TEKS BACAAN:
━━━━━━━━━━
Dari tindakan Utsman ini menimbulkan reaksi tidak senang oleh masyarakat pada
waktu itu, sehingga mengakibatkan terbunuhnya Utsman oleh para pemberontak.
Perpecahan dan pemberontakan mulai
muncul, hal ini juga diperkuat dengan terpilihnya Ali sebagai khalifah
pengganti Utsman. Sebagian dari mereka tidak setuju Ali yang terpilih,
peperangan pun menjadi salah satu jalan keluar untuk menentukan siapa yang berhak
berkuasa, salah satunya adalah pemberontakan yang dilakukan oleh Mu’awiyah.
Mu’awiyah merasa dirinyalah yang paling berhak atas kedudukan sebagai khalifah
pengganti Utsman, karena dia adalah keluarga dekat Utsman. Saat peperangan
berlangsung ternyata kemenangan hampir saja digondol Ali, Mu’awiyah oleh tangan
kanannya melakuakan siasat utuk mencegah kemenangan Ali yaitu dengan ber-tahkim
pada al-Qur’an, setelah melakukan tahkim kemenangan pun berpindah ke
tangan Mu’awiyah.
Di masa ini pula munculnya beberapa
golongan yang membentuk suatu faham yang sesuai dengan apa yang mereka yakini.
━━━━━━━━━━
KUMPULAN DATA:
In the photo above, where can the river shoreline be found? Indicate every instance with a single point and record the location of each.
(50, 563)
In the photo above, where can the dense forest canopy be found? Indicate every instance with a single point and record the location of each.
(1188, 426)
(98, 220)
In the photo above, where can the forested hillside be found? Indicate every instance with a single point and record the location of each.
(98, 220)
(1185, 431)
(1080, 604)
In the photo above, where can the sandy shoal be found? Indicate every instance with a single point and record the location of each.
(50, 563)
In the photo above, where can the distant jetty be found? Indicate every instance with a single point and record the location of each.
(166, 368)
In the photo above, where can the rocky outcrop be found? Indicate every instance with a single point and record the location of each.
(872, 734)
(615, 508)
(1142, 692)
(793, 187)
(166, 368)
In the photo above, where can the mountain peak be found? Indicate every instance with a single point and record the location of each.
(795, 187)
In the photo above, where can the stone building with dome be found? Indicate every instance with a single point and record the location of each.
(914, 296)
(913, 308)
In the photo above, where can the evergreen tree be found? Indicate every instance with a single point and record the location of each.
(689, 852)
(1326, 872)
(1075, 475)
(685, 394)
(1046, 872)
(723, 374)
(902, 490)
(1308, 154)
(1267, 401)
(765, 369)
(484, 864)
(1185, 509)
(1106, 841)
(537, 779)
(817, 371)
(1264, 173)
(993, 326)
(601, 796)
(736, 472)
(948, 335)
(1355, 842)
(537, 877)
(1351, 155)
━━━━━━━━━━
TUGAS ANDA: Sunting bagian teks bacaan yang dimulai dari "Perpecahan dan pemberontakan" dan berakhir pada "tangan Mu’awiyah.", lalu ganti "peperangan" dengan "pertempuran".

JAWABAN:
Perpecahan dan pemberontakan mulai
muncul, hal ini juga diperkuat dengan terpilihnya Ali sebagai khalifah
pengganti Utsman. Sebagian dari mereka tidak setuju Ali yang terpilih,
pertempuran pun menjadi salah satu jalan keluar untuk menentukan siapa yang berhak
berkuasa, salah satunya adalah pemberontakan yang dilakukan oleh Mu’awiyah.
Mu’awiyah merasa dirinyalah yang paling berhak atas kedudukan sebagai khalifah
pengganti Utsman, karena dia adalah keluarga dekat Utsman. Saat pertempuran
berlangsung ternyata kemenangan hampir saja digondol Ali, Mu’awiyah oleh tangan
kanannya melakuakan siasat utuk mencegah kemenangan Ali yaitu dengan ber-tahkim
pada al-Qur’an, setelah melakukan tahkim kemenangan pun berpindah ke
tangan Mu’awiyah.